### [TEXT SEGMENT]
May Hits EU With Terror Warning As Brexit Mood Gets Bitter
(Bloomberg) -- U.K. Prime Minister Theresa May accused the European Union of putting the safety of its 500 million citizens at risk by blocking a broad Brexit deal on security, as the atmosphere surrounding negotiations soured.
During a working dinner at the EU summit in Brussels on Thursday, May told her fellow leaders that Britain wants to play a major role in European security after it leaves the bloc. “Our ability to do so is being put at risk,” she said.
May cited inflexible EU rules that stop third countries -- as the U.K. will become -- taking part in the EU’s information-sharing programs. Then she listed the implications of shutting Britain out.
“We would no longer be able to share real time alerts for wanted persons, including serious criminals,” she said. “Our collective ability to map terrorist networks across Europe and bring those responsible to justice would be reduced. That is not what I want and I do not believe it is what you want either.”
May’s comments -- which are as blunt a warning as she’s ever made on the state of Brexit talks -- come at a sensitive time in the negotiations. Discussions on a future trade deal haven’t yet got under way as May’s Cabinet is still arguing over what kind of customs arrangements they want with the EU.
There is also no agreement on how to avoid a hard border with Ireland, while EU officials are stepping up their preparations in case negotiations fail to produce a deal.
Leaders including Ireland’s Leo Varadkar and Jean-Claude Juncker, the European Commission president, voiced their frustration at the U.K.’s slow progress in the negotiations when they arrived at the summit on Thursday.

### [THINGS TO DO]
A) Decide whether each statement below agrees with the article on May's Brexit security warning. Answer yes or no for each, and quote the words of the article that decide it.
(i) May addressed her fellow leaders at a working dinner during the EU summit in Brussels.
(ii) Discussions on a future trade deal have already begun.
(iii) An agreement has been reached on how to avoid a hard border with Ireland.
B) Continue the article on May's Brexit security warning, beginning after its final sentence.

### [COLLECTED MATERIAL]
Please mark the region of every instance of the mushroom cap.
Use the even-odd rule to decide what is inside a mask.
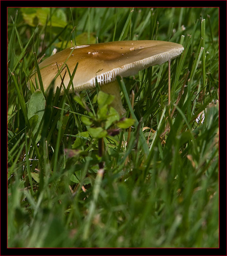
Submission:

### [ANSWERS]
A)
(i) Yes: "During a working dinner at the EU summit in Brussels on Thursday, May told her fellow leaders that Britain wants to play a major role in European security after it leaves the bloc."
(ii) No: "Discussions on a future trade deal haven’t yet got under way"
(iii) No: "There is also no agreement on how to avoid a hard border with Ireland"

B)
May said EU leaders must put security first and give negotiators a mandate to be more flexible in talks on a future security partnership. The leaders of the 27 remaining EU member countries will meet to discuss Brexit -- without May -- on the second day of the summit on Friday.
“When you meet at 27 tomorrow, I would urge you to consider what is in the best interests of the safety of your citizens and mine and give your negotiators a mandate that will allow us to achieve this crucial objective,” May said.
More flexibility from the EU is an often-repeated demand from the U.K., which goes beyond the issue of security. May says the new trade accord must be bespoke, because the U.K. and EU are starting a negotiation from the unique position of full alignment of their tariffs, standards and regulations.
The EU views many British demands for flexibility as “cherry picking” the best bits of membership without the obligations. European leaders say that can’t be allowed and are adopting a rules-based approach to the negotiations.